**EXTRACTED MATERIAL**
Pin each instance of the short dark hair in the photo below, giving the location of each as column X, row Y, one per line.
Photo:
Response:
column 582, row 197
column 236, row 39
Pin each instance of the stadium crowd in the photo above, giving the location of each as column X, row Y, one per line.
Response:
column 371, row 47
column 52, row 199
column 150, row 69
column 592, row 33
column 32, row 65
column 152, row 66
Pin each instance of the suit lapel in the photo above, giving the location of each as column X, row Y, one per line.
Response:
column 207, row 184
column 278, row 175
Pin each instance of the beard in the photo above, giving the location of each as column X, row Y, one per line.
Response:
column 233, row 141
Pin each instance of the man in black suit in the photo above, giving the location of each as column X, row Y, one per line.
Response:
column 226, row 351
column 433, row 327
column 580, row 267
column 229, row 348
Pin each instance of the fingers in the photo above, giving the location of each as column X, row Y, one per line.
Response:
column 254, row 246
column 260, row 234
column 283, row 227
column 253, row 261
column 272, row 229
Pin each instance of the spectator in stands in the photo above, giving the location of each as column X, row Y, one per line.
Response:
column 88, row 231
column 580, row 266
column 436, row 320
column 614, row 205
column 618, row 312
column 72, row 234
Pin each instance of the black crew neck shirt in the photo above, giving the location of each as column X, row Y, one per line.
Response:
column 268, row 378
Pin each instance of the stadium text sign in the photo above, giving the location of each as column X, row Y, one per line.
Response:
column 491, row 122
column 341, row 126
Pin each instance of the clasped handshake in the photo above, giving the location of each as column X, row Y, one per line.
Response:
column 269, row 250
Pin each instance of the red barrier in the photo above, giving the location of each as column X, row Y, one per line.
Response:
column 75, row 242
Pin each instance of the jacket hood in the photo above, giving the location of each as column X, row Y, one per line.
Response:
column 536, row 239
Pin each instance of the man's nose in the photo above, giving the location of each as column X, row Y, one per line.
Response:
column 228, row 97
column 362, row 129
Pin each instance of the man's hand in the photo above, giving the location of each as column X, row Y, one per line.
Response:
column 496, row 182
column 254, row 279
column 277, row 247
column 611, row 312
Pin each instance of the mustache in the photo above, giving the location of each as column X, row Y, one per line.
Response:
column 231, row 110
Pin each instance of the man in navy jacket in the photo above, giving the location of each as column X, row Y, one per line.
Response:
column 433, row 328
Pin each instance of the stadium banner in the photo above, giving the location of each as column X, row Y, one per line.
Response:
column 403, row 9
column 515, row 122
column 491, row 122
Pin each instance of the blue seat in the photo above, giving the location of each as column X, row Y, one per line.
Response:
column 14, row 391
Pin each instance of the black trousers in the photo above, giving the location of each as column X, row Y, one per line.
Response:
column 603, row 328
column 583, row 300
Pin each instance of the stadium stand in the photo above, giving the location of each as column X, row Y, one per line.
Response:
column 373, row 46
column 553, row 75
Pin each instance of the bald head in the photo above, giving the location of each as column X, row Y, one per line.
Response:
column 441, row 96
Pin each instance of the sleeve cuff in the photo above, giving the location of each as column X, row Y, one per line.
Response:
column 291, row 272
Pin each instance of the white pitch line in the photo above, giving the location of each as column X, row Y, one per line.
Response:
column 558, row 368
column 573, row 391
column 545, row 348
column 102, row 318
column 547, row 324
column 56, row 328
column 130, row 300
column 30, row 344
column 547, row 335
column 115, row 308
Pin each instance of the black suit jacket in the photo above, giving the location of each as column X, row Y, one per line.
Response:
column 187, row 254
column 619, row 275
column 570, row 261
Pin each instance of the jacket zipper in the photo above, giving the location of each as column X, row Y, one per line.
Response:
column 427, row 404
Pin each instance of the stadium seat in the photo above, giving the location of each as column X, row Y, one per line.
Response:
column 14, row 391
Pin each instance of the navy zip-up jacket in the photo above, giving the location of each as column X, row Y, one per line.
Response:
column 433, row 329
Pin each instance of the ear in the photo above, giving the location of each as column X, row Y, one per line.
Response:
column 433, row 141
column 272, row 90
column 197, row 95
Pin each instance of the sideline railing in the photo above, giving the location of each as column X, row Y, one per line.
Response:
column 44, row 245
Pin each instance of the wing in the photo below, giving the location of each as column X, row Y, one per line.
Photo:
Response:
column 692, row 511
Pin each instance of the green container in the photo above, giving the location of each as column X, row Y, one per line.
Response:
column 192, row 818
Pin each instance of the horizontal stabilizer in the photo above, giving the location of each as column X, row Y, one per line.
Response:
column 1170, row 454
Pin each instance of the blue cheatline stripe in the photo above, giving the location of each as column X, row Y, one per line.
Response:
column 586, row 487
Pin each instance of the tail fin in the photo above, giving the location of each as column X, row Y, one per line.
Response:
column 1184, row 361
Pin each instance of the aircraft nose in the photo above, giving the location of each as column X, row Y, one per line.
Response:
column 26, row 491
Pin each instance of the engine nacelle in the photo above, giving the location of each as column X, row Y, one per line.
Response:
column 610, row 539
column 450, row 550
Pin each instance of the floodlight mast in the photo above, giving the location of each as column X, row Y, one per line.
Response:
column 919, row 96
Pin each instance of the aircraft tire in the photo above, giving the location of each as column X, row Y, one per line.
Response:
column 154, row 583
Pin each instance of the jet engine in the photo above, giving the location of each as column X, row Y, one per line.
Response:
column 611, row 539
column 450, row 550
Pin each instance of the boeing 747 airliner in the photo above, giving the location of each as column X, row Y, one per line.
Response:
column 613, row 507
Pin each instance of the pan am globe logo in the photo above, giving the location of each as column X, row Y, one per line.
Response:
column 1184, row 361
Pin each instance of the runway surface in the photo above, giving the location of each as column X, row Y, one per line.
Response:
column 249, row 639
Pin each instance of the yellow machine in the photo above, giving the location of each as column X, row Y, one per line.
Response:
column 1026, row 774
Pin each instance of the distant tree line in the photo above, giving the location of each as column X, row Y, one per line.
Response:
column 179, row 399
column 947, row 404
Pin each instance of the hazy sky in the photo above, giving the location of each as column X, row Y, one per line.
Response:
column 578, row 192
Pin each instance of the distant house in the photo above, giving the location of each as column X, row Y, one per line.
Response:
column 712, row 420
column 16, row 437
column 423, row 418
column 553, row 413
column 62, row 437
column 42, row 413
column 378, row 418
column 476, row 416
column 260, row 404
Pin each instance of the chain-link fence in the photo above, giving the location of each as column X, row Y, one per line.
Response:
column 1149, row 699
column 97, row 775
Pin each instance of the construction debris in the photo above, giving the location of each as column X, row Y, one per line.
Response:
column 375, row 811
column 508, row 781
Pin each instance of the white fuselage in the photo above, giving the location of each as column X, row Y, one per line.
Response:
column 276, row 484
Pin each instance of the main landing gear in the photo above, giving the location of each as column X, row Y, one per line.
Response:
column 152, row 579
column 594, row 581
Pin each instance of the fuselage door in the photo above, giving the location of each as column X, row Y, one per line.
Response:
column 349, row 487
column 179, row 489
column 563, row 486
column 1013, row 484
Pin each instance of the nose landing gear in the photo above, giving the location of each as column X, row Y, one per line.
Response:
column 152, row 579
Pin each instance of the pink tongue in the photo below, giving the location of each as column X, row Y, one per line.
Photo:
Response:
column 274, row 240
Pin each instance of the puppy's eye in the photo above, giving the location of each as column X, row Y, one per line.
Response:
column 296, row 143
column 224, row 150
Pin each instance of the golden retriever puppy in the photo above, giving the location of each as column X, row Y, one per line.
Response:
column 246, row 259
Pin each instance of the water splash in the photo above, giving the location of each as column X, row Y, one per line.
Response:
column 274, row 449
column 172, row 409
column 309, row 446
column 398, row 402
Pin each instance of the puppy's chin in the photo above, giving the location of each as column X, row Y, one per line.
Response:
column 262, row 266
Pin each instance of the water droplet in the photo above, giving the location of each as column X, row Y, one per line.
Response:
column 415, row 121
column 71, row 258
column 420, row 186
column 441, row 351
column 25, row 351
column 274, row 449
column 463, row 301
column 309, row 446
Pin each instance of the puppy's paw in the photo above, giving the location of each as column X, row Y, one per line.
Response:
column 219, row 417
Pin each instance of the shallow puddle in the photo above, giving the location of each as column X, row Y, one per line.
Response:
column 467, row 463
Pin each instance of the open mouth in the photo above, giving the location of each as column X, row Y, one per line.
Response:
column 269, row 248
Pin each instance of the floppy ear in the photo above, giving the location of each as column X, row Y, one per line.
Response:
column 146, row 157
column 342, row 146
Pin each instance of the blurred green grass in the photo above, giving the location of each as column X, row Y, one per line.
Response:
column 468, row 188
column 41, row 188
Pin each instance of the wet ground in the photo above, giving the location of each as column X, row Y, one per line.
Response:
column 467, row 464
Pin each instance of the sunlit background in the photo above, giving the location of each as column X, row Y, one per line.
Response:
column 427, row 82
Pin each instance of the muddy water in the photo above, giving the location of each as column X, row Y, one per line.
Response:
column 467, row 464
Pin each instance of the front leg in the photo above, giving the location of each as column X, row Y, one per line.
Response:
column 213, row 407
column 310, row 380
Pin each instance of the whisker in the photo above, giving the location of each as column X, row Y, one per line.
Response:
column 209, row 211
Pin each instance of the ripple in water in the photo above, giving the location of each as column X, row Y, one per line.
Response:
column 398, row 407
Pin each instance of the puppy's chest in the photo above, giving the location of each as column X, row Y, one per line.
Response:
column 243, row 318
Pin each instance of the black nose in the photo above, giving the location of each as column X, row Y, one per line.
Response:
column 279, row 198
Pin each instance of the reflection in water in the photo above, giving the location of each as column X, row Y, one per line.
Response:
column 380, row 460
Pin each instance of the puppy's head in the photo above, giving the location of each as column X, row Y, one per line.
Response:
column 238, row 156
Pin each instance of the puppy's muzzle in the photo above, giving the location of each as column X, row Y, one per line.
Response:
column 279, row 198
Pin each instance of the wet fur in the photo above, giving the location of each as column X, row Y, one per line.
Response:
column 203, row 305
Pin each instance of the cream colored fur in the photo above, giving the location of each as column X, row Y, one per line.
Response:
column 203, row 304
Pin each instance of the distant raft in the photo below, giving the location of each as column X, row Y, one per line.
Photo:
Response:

**GOAL OF THE EXERCISE**
Recast the lines of the material above, from its first line through the line containing "column 236, row 39" inclusive, as a JSON list of strings with one string per line, leaving out any blank lines.

**WRITTEN SOLUTION**
[
  "Pin each instance of the short dark hair in the photo below, giving the location of each as column X, row Y, one per line.",
  "Photo:",
  "Response:",
  "column 582, row 197",
  "column 236, row 39"
]